>> START Document extract

Booking Through Thursday – Foreign

Today’s Booking Through Thursday’s question is:

Name a book (or books) that you love from a country other than your own (in my case the UK).

Where to start? There are so many! My choices are books that came to mind today – another day I could choose many other books and other countries.

I think the first one is a book from Switzerland – one  from my childhood. It’s Heidi by Johanna Spyri. I loved this book and the sequels, Heidi Grows Up and Heidi’s Children both written by Charles Tritten. It was first published in 1880. Johanna Spyri was born and lived in Switzterland. In the story Heidi goes to live in the Swiss Alps with her grandfather who lives on his own isolated from the other villagers. At first he doesn’t want Heidi there at all but she gradually softens his heart. I haven’t read it for years and would probably find it terribly dated and sentimental, but it lives in my mind as a beautiful book.

Next, a book from the USA – Angle of Repose by Wallace Stegner. This book won the Pullitzer Prize for fiction in 1972. It is the story of Lyman Ward, a wheelchair bound retired historian who is writing his grandparents’ life history and also gradually reveals his own story. It’s the story set in the wilderness of the American West – of Oliver Ward’s struggles with various mining and engineering construction jobs, contrasted with Susan Ward’s efforts to support him against great difficulties. This is made more difficult when she compares her life with that of her New York society friend, Augusta.

>> END Document extract

■ Given instruction 1:
Reproduce the Booking Through Thursday post word for word, from "I think the" to "a beautiful book.".

>> START Dataset

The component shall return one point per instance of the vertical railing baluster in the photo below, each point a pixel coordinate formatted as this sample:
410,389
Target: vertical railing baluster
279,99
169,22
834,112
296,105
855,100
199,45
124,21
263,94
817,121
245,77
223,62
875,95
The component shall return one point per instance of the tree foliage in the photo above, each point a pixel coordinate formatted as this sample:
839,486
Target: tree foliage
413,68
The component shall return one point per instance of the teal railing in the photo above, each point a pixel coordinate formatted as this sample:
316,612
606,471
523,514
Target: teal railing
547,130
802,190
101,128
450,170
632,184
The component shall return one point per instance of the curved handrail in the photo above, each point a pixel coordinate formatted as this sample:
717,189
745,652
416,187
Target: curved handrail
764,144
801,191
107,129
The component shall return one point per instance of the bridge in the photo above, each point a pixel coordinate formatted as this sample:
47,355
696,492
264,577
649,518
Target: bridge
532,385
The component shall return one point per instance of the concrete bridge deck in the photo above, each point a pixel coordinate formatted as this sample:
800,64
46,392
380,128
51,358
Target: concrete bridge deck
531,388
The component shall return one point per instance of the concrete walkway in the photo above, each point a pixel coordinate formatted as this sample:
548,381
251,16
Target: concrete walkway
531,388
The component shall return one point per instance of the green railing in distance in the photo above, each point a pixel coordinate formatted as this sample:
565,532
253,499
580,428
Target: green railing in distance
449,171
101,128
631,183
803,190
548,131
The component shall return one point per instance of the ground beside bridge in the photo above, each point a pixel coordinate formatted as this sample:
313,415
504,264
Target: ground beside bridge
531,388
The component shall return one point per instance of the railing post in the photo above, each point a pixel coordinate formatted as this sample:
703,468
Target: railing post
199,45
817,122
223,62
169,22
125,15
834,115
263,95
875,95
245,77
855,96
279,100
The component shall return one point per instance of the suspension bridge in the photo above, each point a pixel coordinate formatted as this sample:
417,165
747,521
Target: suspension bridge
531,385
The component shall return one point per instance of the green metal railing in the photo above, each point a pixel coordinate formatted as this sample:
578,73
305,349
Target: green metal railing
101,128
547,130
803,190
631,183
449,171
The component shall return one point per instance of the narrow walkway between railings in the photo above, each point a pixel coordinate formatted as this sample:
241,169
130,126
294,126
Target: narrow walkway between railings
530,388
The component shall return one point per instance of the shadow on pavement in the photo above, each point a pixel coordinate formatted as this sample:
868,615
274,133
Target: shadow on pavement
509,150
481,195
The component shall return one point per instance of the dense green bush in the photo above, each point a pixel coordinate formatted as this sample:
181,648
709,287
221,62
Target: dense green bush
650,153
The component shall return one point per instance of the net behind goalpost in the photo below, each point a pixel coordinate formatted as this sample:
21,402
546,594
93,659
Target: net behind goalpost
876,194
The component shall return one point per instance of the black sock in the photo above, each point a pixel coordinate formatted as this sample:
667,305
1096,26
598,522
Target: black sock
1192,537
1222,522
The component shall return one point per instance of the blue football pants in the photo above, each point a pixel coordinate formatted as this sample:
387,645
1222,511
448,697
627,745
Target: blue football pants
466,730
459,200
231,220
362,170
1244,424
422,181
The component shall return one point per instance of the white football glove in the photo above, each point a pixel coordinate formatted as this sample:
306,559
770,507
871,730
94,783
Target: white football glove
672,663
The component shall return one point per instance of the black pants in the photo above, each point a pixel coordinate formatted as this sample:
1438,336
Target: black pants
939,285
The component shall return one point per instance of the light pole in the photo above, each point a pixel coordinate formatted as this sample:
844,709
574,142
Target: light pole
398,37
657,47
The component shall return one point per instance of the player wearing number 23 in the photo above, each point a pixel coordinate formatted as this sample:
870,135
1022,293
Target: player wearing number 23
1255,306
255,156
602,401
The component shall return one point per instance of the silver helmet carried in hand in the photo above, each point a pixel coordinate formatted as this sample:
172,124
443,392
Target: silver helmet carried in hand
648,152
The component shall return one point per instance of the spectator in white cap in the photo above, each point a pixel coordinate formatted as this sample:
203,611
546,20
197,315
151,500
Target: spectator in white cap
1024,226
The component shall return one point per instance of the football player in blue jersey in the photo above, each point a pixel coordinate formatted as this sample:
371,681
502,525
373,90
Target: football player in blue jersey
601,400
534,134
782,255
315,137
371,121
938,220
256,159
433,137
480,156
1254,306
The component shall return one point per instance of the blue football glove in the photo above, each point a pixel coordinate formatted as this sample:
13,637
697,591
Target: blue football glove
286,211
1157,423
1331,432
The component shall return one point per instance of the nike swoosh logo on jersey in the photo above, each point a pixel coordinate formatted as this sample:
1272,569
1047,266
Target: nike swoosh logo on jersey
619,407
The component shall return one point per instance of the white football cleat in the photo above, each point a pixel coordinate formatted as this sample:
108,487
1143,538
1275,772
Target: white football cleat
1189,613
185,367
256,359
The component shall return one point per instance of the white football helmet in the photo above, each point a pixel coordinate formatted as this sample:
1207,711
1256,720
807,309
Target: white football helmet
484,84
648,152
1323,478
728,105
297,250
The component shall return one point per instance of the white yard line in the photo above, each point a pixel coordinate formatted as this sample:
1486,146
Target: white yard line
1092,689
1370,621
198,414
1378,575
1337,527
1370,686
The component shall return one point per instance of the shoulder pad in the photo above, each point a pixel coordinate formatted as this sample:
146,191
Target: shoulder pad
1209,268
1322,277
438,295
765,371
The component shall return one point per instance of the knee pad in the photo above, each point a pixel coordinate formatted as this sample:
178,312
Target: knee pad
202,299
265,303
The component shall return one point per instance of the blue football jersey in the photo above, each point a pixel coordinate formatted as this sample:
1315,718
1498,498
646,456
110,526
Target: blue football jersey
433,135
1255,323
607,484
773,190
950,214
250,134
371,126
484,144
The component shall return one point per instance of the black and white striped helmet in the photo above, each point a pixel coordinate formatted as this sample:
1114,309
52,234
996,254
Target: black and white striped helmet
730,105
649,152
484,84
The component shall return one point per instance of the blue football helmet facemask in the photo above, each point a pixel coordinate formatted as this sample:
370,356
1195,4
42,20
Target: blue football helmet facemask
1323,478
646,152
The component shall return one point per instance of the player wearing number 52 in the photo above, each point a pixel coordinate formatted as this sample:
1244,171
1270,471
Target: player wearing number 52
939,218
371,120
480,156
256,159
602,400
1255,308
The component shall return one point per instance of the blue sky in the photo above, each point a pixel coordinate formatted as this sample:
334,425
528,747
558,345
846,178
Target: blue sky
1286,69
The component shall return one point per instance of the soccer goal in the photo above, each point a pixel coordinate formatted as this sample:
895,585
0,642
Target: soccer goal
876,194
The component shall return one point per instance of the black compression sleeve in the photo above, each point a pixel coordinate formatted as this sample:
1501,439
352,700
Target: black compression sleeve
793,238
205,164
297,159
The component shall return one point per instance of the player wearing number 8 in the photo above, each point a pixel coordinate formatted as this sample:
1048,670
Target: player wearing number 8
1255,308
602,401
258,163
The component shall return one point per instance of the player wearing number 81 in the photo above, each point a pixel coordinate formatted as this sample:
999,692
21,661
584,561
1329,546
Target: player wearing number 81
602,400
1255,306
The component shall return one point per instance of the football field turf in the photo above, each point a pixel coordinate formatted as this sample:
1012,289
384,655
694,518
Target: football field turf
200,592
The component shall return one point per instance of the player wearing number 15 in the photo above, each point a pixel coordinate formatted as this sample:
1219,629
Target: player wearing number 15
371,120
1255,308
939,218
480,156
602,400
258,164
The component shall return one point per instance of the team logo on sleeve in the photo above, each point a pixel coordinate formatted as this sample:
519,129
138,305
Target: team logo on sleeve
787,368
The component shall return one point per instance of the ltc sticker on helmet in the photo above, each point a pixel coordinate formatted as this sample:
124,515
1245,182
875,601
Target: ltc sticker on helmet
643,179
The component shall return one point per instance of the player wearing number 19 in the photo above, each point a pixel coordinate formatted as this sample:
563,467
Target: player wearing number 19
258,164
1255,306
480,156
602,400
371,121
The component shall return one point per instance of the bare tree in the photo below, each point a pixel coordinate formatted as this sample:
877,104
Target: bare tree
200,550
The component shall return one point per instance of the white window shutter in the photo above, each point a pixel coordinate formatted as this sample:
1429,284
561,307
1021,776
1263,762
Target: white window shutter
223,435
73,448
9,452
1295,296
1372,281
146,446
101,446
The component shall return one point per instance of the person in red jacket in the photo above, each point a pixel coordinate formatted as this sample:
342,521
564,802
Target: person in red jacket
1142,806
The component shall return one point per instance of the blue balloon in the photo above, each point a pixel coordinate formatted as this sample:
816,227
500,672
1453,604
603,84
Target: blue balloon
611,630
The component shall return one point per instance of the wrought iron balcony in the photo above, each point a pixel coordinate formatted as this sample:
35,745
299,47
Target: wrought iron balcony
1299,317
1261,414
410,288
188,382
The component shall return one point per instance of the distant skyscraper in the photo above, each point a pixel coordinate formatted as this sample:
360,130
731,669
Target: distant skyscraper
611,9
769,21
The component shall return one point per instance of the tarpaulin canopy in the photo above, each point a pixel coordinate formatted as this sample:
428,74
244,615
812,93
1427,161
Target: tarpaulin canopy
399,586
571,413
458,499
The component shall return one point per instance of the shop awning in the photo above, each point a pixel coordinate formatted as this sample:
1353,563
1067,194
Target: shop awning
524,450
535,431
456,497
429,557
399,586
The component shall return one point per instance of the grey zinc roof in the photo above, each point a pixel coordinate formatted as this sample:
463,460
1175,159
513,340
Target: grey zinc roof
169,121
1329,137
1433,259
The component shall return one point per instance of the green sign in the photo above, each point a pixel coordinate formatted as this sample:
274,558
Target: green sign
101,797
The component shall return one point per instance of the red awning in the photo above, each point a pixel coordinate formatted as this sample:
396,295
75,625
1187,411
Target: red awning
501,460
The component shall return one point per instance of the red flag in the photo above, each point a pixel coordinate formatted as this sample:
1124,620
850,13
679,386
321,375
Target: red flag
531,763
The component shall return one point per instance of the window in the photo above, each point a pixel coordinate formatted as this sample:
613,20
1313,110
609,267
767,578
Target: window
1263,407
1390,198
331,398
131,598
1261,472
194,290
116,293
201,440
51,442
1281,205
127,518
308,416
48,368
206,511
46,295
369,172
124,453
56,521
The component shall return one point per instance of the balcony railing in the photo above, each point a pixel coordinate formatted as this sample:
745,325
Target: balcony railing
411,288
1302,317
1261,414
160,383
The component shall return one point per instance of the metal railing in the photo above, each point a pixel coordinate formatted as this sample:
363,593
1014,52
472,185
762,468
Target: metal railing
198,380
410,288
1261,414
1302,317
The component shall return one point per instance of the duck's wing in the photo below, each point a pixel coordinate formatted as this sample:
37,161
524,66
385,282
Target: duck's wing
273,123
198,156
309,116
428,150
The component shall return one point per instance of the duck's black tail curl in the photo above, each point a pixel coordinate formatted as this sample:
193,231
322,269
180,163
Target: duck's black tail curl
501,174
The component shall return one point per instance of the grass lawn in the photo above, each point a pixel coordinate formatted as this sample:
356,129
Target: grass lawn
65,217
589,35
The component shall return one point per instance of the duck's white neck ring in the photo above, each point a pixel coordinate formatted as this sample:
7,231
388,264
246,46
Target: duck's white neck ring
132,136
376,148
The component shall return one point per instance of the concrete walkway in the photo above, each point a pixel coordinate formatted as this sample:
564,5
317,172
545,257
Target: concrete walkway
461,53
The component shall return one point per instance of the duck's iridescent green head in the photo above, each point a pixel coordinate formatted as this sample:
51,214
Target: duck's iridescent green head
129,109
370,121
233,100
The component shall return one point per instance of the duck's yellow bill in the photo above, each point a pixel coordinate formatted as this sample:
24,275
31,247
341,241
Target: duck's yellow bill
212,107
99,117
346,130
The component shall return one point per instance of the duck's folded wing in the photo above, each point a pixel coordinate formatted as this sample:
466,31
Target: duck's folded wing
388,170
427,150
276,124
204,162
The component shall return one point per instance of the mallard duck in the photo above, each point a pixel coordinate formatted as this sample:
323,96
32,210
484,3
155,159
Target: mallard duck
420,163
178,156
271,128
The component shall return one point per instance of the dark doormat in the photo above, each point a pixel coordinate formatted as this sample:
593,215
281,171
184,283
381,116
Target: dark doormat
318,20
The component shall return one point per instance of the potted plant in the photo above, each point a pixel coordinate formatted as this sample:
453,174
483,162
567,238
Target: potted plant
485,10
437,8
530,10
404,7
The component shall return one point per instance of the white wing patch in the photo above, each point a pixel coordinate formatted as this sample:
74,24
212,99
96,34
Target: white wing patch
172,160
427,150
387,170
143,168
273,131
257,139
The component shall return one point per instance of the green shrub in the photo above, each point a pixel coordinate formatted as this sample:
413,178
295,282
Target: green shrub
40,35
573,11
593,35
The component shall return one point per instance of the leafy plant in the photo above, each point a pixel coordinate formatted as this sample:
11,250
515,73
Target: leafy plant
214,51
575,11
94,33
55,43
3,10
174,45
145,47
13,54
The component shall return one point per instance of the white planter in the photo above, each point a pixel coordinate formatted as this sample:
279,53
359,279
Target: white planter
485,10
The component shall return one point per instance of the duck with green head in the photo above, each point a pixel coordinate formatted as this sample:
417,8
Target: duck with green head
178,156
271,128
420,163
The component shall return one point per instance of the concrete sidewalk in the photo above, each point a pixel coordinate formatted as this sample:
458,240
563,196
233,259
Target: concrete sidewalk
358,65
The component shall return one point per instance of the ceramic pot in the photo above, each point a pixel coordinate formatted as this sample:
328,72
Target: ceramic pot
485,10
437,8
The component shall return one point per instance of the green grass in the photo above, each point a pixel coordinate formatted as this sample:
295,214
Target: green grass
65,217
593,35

>> END Dataset

■ Given instruction 2:
Collect every line in the entries that contains the word "yard", matching case exactly.

■ Correct response 1:
I think the first one is a book from Switzerland – one  from my childhood. It’s Heidi by Johanna Spyri. I loved this book and the sequels, Heidi Grows Up and Heidi’s Children both written by Charles Tritten. It was first published in 1880. Johanna Spyri was born and lived in Switzterland. In the story Heidi goes to live in the Swiss Alps with her grandfather who lives on his own isolated from the other villagers. At first he doesn’t want Heidi there at all but she gradually softens his heart. I haven’t read it for years and would probably find it terribly dated and sentimental, but it lives in my mind as a beautiful book.

■ Correct response 2:
The component shall return one point per instance of the white yard line in the photo above, each point a pixel coordinate formatted as this sample:
Target: white yard line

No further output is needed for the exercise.